> **Source excerpt**:
──────────────────────────────

I won't at the moment recommend the magazine as a whole, because I haven't read it; but I found this particular essay interesting. It was lucid, reasonable and thought provoking, and steeped in a rare compassion. It is uncommon for me to agree so much with a human, because I have already chosen differently from the most humans in so many things for so many years. But this person is actually ahead of me, saying things that I would not have thought about for years yet.

I wish this was the wave of the future. Perhaps one day it will be, when the unprecedented cultural renaissance caused by the Flynn effect reaches that age segment. One can only hope. One can certainly not see, because I am just a harbinger of that time that may come; I shall surely not live to see it, whatever shape it will take -- if our species manages to stay alive for a couple more generations, that is.

But right now the world seems to move in the opposite direction. European and American culture, which also dominates the world, is focused on youth. You are not really supposed to grow old. Eventually it will happen to your body, although if you are supposed to postpone it as long as possible and then hide it until you have nothing more to live for. But you are supposed to keep a young mind even as your body grows old. This is probably not a good idea, not to mention that this is not really possible. Because we were not designed that way.

──────────────────────────────

> **Actions to take**:
- 1) Print the stretch of the passage on youth culture from "I won't at the" through "generations, that is.".
- 2) According to the passage on youth culture, why is it not really possible to keep a young mind while the body grows old?

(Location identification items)
──────────────────────────────

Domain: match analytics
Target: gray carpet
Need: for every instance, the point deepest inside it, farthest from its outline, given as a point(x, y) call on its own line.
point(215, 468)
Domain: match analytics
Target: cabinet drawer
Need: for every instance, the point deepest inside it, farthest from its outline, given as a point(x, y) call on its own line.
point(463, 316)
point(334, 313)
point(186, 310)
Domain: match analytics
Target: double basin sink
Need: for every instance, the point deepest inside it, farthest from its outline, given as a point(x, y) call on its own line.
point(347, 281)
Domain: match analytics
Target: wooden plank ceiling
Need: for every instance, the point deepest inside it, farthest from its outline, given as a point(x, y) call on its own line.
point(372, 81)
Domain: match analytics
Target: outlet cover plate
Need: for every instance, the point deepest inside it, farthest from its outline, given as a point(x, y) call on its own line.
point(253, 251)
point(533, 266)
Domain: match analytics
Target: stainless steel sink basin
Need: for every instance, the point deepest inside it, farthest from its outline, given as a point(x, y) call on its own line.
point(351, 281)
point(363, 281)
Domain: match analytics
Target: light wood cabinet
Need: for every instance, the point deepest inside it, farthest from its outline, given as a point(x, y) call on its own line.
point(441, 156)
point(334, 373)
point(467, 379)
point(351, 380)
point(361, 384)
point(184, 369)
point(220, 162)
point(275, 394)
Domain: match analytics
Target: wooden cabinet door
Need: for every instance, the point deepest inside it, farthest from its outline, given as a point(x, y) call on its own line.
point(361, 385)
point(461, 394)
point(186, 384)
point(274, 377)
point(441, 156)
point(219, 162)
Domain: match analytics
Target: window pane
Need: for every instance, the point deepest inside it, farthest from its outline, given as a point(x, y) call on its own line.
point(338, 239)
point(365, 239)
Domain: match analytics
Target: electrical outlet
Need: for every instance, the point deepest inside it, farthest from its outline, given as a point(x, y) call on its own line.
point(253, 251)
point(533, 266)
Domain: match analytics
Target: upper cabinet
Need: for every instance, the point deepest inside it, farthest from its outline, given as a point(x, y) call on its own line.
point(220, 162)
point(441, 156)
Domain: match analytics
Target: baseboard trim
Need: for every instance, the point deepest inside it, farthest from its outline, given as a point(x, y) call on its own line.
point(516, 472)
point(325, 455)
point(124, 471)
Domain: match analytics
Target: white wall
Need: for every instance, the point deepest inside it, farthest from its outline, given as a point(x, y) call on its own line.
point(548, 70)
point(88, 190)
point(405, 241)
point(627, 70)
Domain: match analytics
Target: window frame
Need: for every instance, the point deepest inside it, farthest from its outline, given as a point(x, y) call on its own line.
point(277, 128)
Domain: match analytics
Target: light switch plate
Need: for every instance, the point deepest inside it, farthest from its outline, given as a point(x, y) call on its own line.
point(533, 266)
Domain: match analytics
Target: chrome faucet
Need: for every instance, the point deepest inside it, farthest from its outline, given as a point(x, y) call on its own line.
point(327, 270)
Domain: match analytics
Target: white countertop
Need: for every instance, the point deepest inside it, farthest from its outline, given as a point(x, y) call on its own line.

──────────────────────────────

> **Responses**:
- 1)
I won't at the moment recommend the magazine as a whole, because I haven't read it; but I found this particular essay interesting. It was lucid, reasonable and thought provoking, and steeped in a rare compassion. It is uncommon for me to agree so much with a human, because I have already chosen differently from the most humans in so many things for so many years. But this person is actually ahead of me, saying things that I would not have thought about for years yet.

I wish this was the wave of the future. Perhaps one day it will be, when the unprecedented cultural renaissance caused by the Flynn effect reaches that age segment. One can only hope. One can certainly not see, because I am just a harbinger of that time that may come; I shall surely not live to see it, whatever shape it will take -- if our species manages to stay alive for a couple more generations, that is.

- 2) It is not really possible because we were not designed that way.